## RAW DATA
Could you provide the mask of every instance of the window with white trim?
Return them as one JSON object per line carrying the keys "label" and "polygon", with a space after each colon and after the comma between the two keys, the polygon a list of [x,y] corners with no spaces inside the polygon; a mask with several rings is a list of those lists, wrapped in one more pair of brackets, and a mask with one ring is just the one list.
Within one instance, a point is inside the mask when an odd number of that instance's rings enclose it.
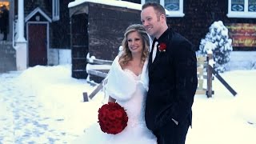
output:
{"label": "window with white trim", "polygon": [[256,18],[256,0],[229,0],[229,18]]}
{"label": "window with white trim", "polygon": [[142,4],[146,2],[157,2],[164,6],[167,17],[184,17],[183,0],[142,0]]}
{"label": "window with white trim", "polygon": [[53,21],[59,20],[59,0],[53,0]]}

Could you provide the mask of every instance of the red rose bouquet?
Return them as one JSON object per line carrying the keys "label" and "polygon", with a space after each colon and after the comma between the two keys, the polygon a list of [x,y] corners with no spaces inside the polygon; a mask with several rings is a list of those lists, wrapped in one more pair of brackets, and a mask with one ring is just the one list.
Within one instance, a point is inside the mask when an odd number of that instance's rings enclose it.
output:
{"label": "red rose bouquet", "polygon": [[98,112],[98,122],[104,133],[116,134],[127,126],[127,114],[118,103],[108,102],[99,108]]}

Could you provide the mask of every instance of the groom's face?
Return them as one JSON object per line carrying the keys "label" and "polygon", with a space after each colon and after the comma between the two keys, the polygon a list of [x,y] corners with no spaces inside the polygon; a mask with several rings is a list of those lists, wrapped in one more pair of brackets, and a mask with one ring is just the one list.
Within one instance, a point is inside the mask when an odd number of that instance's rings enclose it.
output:
{"label": "groom's face", "polygon": [[146,7],[142,10],[141,21],[146,32],[153,37],[158,38],[161,30],[161,22],[152,6]]}

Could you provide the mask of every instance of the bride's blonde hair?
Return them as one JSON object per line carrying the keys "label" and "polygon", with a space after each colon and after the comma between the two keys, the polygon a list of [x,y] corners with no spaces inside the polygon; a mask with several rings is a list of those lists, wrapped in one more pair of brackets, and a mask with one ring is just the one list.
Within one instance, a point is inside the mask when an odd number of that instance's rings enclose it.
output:
{"label": "bride's blonde hair", "polygon": [[150,50],[150,38],[146,34],[146,30],[140,24],[133,24],[127,27],[126,33],[124,34],[124,38],[122,40],[122,53],[119,58],[120,65],[125,66],[128,63],[129,61],[132,59],[131,51],[129,50],[128,47],[128,42],[127,42],[127,36],[131,32],[137,31],[139,36],[142,40],[142,46],[143,46],[143,52],[142,54],[142,62],[144,63],[146,58],[149,55],[149,50]]}

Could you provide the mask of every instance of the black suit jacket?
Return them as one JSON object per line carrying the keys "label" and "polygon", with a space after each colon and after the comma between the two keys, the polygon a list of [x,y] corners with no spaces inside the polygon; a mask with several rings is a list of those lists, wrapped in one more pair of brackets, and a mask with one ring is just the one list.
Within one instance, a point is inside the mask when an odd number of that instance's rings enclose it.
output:
{"label": "black suit jacket", "polygon": [[172,118],[178,121],[178,125],[185,122],[191,125],[191,107],[198,86],[197,60],[193,46],[171,29],[166,30],[158,42],[158,45],[165,43],[166,50],[161,52],[158,50],[153,63],[153,50],[150,54],[146,123],[152,130],[174,122]]}

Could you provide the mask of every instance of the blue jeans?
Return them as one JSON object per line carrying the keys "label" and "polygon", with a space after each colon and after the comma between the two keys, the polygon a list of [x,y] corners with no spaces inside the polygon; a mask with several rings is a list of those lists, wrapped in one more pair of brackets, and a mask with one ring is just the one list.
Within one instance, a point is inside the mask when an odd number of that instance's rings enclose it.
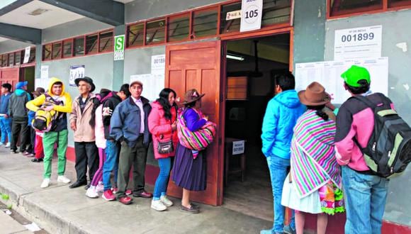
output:
{"label": "blue jeans", "polygon": [[[285,207],[281,205],[283,185],[287,177],[287,167],[290,167],[290,160],[285,160],[277,156],[267,157],[267,164],[270,169],[273,196],[274,198],[274,224],[273,231],[283,233],[284,229]],[[290,226],[295,230],[294,211],[293,211]]]}
{"label": "blue jeans", "polygon": [[106,143],[106,161],[103,165],[103,184],[104,184],[104,191],[111,189],[110,182],[110,174],[114,170],[114,181],[117,181],[117,174],[118,172],[118,155],[120,153],[120,147],[116,141],[107,140]]}
{"label": "blue jeans", "polygon": [[11,118],[0,116],[0,129],[1,130],[1,143],[6,144],[6,136],[11,142]]}
{"label": "blue jeans", "polygon": [[346,234],[381,233],[389,180],[342,167]]}
{"label": "blue jeans", "polygon": [[171,169],[171,158],[160,158],[158,160],[160,167],[160,173],[156,180],[154,191],[153,193],[153,200],[159,200],[161,196],[165,196],[167,191],[167,182]]}

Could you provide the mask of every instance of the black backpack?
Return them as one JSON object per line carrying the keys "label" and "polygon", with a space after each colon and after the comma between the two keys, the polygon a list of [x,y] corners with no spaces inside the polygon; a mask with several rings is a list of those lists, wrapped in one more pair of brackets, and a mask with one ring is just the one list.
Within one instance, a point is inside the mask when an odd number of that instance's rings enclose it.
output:
{"label": "black backpack", "polygon": [[371,173],[388,178],[398,175],[411,162],[411,128],[391,108],[390,100],[382,94],[376,93],[383,104],[373,103],[364,96],[355,99],[371,108],[374,113],[374,130],[366,147],[361,150]]}

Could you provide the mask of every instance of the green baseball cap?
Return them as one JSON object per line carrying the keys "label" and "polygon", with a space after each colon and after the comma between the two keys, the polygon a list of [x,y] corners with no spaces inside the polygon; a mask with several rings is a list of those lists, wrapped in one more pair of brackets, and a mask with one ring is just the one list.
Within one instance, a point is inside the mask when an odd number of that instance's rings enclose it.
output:
{"label": "green baseball cap", "polygon": [[361,79],[365,79],[367,83],[371,84],[370,72],[366,68],[352,65],[351,67],[341,74],[341,77],[347,84],[354,87],[360,87],[361,84],[358,83]]}

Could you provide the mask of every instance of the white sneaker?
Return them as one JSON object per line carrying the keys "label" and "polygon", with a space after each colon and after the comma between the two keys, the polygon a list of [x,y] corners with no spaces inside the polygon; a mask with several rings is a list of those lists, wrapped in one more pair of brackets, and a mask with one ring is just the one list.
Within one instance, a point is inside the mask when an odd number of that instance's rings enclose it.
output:
{"label": "white sneaker", "polygon": [[174,205],[174,203],[170,199],[169,199],[167,196],[160,196],[160,201],[167,207],[170,207]]}
{"label": "white sneaker", "polygon": [[50,178],[45,178],[41,182],[41,185],[40,186],[42,189],[45,189],[50,186]]}
{"label": "white sneaker", "polygon": [[96,199],[98,197],[98,194],[96,191],[96,187],[94,186],[91,186],[89,189],[87,189],[87,191],[86,192],[86,196],[91,199]]}
{"label": "white sneaker", "polygon": [[167,206],[163,204],[160,200],[152,200],[151,201],[151,208],[159,211],[164,211],[167,209]]}
{"label": "white sneaker", "polygon": [[69,184],[72,181],[70,180],[70,179],[69,179],[64,176],[58,176],[58,177],[57,177],[57,182],[62,182],[64,184]]}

## TO BE DONE
List every line of the data above that contains the word "baseball".

## RESULT OF THIS TASK
Could you provide the mask of every instance of the green baseball cap?
{"label": "green baseball cap", "polygon": [[361,79],[365,79],[367,83],[371,84],[370,72],[366,68],[352,65],[351,67],[341,74],[341,77],[347,84],[354,87],[360,87],[361,84],[358,83]]}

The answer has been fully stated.